» Work to complete
Recast the records, from the start through the line containing "column 530, row 428", as a two-column CSV with the columns request and answer: one row per request, each of its text and its answer in a single quoted field, with line breaks turned into spaces.

Records taken from a collection:
-=-=-=-=-

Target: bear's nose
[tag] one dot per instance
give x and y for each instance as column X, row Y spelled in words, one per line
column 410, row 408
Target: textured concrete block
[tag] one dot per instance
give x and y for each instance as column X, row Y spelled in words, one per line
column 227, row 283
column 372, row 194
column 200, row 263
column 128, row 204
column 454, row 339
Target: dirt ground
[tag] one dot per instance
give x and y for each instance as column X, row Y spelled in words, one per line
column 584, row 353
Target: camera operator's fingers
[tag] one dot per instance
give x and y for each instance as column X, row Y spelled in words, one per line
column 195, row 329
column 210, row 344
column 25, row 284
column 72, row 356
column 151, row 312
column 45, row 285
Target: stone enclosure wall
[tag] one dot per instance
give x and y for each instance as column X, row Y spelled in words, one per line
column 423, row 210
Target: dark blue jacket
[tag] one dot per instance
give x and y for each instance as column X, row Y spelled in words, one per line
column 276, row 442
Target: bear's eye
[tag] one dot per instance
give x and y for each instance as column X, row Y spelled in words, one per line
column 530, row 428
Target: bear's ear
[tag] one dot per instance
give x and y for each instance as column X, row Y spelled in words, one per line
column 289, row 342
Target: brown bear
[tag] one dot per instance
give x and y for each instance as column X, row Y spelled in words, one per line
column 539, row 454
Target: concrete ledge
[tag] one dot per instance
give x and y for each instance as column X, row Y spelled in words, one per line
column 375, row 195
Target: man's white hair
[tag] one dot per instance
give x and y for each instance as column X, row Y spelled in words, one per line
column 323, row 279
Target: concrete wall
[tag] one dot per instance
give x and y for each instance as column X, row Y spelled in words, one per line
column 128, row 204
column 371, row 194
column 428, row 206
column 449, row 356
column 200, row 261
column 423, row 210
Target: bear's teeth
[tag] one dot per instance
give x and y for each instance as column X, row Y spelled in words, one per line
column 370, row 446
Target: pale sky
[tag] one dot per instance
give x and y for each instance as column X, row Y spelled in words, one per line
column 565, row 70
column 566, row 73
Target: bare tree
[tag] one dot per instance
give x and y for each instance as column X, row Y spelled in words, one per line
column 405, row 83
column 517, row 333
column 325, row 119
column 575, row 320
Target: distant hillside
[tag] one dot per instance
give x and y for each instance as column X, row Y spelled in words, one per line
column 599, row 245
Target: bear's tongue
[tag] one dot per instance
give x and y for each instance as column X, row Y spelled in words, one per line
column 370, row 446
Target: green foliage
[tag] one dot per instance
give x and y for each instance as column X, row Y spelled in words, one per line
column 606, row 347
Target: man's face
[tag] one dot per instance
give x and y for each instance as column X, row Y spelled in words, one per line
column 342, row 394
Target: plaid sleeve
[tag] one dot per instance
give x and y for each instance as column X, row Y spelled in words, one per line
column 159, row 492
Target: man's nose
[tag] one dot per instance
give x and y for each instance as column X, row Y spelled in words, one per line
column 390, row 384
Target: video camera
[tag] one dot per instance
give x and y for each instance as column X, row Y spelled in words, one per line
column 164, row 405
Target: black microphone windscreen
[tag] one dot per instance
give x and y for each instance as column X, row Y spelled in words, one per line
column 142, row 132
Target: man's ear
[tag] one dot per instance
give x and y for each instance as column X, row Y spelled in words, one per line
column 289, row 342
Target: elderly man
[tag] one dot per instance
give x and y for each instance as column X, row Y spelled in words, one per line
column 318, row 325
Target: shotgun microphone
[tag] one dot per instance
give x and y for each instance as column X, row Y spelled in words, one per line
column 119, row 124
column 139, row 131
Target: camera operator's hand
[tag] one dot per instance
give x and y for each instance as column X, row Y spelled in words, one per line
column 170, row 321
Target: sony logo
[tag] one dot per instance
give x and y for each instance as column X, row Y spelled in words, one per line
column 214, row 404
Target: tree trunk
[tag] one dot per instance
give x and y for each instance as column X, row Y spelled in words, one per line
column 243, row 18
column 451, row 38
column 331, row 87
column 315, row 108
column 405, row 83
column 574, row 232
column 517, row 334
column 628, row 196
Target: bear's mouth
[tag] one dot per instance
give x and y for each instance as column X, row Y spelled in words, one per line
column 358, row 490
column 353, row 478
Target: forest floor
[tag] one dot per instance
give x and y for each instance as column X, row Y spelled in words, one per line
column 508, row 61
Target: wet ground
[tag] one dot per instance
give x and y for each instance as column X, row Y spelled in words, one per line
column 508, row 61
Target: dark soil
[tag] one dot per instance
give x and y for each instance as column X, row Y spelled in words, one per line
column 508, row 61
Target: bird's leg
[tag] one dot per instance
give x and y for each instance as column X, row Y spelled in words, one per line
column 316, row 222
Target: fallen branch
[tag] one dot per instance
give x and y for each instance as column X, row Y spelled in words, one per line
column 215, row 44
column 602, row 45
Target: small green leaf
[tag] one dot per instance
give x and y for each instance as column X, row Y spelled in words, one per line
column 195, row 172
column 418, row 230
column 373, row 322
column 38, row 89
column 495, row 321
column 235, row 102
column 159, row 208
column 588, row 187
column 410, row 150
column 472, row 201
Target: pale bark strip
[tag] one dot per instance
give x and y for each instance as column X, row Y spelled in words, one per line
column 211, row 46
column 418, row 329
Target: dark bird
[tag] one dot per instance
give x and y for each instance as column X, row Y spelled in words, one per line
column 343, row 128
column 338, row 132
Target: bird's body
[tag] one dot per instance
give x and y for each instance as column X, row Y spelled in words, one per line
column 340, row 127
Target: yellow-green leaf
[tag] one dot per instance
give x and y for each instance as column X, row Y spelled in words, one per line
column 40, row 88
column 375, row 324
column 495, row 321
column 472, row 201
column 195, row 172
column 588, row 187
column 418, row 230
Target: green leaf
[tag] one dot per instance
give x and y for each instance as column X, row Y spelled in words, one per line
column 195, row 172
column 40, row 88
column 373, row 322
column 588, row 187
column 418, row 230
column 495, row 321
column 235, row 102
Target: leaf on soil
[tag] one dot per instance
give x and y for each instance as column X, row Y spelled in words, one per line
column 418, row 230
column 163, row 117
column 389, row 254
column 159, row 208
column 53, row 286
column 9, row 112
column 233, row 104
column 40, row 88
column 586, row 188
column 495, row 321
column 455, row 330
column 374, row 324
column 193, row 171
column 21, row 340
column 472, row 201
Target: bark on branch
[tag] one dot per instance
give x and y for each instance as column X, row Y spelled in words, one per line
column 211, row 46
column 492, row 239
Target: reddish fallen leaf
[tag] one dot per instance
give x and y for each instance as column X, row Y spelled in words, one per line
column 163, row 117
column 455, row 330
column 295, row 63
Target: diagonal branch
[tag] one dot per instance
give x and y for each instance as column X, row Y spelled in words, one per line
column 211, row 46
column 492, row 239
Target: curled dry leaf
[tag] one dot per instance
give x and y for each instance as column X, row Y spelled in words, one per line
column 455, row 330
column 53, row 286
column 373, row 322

-=-=-=-=-

» Result
request,answer
"Target: bear's nose [tag] one dot per instance give x and y for each instance as column X, row Y spelled in words, one per line","column 410, row 408"
"Target: textured concrete block [tag] one dot per instance give x and y for each instance as column X, row Y spelled in words, one per line","column 227, row 283 column 372, row 194 column 200, row 263 column 128, row 204 column 454, row 339"
"Target: dirt ground [tag] one dot per instance give x and y for each instance as column X, row Y spelled in words, one per line","column 584, row 353"
"Target: camera operator's fingers [tag] one dot per instance give x and y for each instance as column X, row Y spelled in words, one per line","column 195, row 329 column 210, row 344 column 25, row 284 column 72, row 356 column 151, row 312 column 45, row 285"
"Target: stone enclosure wall [tag] one dot per instance give x and y for each instance as column X, row Y spelled in words, one per line","column 423, row 210"
"Target: dark blue jacket [tag] one dot per instance give x and y for each instance as column X, row Y spelled in words, one per line","column 276, row 442"
"Target: bear's eye [tag] one dot per instance give x and y for each instance as column X, row Y spelled in words, one per line","column 530, row 428"